■ **Source document**:
★ ★ ★ ★ ★ ★ ★

Two bills, among six listed for the parliament session on Tuesday this week, were aimed at clarifying a section of the 1979 constitution governing the citizenship eligibility of members of parliament.

The bills were drafted after the country’s opposition filed election petitions, due to be heard at the eastern Caribbean supreme court in July, questioning the eligibility of Godwin Friday, who became prime minister in November, and Dwight Fitzgerald Bramble, an MP – both of whom hold Canadian as well as Vincentian citizenship.

But amid online outrage and demonstrations near parliament – with protesters brandishing placards that read “constitutional change without the voice of the people” and “Friday and Bramble protecting their Canadian passports” – Friday told MPs he would delay the bills to allow more public debate on the issue.

“We will not be proceeding any further now at this point until we have had these full responses from the public debate on these two very important matters,” he told parliament on Tuesday.

Discussions about the case have become particularly focused on a section of the constitution that details possible disqualifications that would stop someone from being elected or appointed as an MP, including anyone who “by virtue of his own act” is “under any acknowledgment of allegiance, obedience or adherence to a foreign power or state”.

Petitioners pointed to the case of the former St Kitts and Nevis prime minister Denzil Douglas, who in 2020 was ordered by the eastern Caribbean supreme court to vacate his seat after being found in breach of the country’s constitution when he acquired a Dominican diplomatic passport.

The former Trinidad and Tobago prime minister Stuart Young, who is the attorney representing the petitioners, said he was “confident in the merit of the election petitions”, which he said were backed by a sound interpretation of the constitution.

The government’s draft bills would retroactively limit the definition of “foreign power or state” to non-Commonwealth countries, meaning that acquired citizenship from any of the 56 in the Commonwealth would not disqualify someone from holding public office in St Vincent and the Grenadines.

The country’s former prime minister Ralph Gonsalves has warned of a “constitutional crisis”, arguing that the government’s actions undermined the rule of law, judicial independence and electoral trust.

The law lecturer and barrister Adrian Odle raised concerns about the timing of the bill. “When a government tries to change the legal meaning of the constitution while a case on that very issue is already before the court, the public is entitled to ask whether this is genuine law reform or an attempt to resolve a political problem after the fact,” he said.

★ ★ ★ ★ ★ ★ ★

■ **Your objective**:
Reproduce the citizenship bills article verbatim, everything from "The former Trinidad" down to "and the Grenadines.". Work only from the citizenship bills article.

★ ★ ★ ★ ★ ★ ★

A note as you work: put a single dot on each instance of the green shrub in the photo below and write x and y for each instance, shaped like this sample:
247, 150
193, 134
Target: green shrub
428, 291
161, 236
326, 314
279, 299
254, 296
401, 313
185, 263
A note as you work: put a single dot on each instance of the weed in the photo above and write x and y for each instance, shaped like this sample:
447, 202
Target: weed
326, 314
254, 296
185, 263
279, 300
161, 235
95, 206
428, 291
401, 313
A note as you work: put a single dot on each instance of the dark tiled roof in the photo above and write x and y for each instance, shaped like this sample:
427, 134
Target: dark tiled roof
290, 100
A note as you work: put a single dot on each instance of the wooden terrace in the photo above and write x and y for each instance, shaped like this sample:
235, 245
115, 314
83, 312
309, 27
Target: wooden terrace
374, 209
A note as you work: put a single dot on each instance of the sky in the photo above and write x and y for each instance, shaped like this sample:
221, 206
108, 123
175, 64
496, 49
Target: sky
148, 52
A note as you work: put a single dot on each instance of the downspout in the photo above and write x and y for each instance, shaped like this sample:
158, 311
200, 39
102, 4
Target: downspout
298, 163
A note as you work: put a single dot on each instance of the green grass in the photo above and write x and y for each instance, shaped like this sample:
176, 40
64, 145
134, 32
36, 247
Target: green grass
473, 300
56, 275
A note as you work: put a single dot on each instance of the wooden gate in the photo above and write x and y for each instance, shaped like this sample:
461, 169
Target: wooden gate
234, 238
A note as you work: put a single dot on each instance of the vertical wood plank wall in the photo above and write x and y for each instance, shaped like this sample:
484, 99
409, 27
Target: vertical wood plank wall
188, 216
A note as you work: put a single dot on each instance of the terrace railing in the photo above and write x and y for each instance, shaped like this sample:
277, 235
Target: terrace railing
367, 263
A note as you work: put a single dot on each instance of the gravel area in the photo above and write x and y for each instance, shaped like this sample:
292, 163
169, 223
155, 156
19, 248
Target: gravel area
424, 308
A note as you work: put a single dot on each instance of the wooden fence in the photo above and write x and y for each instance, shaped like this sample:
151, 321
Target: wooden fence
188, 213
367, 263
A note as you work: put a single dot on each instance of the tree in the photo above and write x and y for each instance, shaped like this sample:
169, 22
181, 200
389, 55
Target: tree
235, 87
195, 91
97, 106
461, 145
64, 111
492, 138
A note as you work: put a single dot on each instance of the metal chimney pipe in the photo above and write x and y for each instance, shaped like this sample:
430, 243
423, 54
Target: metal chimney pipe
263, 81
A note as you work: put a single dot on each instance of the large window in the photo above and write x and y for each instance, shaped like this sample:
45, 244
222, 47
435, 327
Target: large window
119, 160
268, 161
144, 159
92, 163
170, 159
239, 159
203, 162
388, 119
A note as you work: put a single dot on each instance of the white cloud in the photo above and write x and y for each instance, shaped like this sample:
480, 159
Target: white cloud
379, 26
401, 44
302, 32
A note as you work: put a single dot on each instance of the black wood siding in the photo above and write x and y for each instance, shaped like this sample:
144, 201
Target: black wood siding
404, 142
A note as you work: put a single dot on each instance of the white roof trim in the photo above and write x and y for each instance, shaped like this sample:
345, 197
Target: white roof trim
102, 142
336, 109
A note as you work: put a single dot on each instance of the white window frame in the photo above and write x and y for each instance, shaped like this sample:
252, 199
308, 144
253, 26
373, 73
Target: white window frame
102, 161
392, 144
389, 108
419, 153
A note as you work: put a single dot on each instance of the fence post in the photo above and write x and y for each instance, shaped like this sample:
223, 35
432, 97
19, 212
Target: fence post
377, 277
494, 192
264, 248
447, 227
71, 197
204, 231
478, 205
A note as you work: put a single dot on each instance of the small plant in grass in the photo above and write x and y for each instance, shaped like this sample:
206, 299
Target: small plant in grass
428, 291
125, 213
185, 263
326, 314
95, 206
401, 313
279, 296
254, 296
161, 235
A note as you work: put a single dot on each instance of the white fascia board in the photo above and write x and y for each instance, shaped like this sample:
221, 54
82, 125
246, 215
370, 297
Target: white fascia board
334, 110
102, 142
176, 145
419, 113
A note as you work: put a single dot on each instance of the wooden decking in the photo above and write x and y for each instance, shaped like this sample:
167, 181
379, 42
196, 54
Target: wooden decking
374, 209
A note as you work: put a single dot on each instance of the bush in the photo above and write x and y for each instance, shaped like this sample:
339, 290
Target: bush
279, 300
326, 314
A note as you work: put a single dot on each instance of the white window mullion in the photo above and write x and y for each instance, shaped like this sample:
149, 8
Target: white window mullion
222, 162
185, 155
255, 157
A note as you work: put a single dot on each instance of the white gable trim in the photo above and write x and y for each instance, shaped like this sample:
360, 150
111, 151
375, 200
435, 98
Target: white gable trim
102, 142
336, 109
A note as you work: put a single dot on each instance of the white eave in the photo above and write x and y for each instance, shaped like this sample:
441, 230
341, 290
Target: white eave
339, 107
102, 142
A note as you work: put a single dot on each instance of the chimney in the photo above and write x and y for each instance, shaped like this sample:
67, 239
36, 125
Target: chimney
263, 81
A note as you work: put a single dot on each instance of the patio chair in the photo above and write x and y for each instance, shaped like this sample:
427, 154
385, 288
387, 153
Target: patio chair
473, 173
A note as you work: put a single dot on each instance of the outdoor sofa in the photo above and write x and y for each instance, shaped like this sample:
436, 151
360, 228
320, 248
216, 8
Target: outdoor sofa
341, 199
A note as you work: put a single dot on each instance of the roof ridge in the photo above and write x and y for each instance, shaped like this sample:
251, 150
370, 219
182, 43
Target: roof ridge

★ ★ ★ ★ ★ ★ ★

■ **Complete response**:
The former Trinidad and Tobago prime minister Stuart Young, who is the attorney representing the petitioners, said he was “confident in the merit of the election petitions”, which he said were backed by a sound interpretation of the constitution.

The government’s draft bills would retroactively limit the definition of “foreign power or state” to non-Commonwealth countries, meaning that acquired citizenship from any of the 56 in the Commonwealth would not disqualify someone from holding public office in St Vincent and the Grenadines.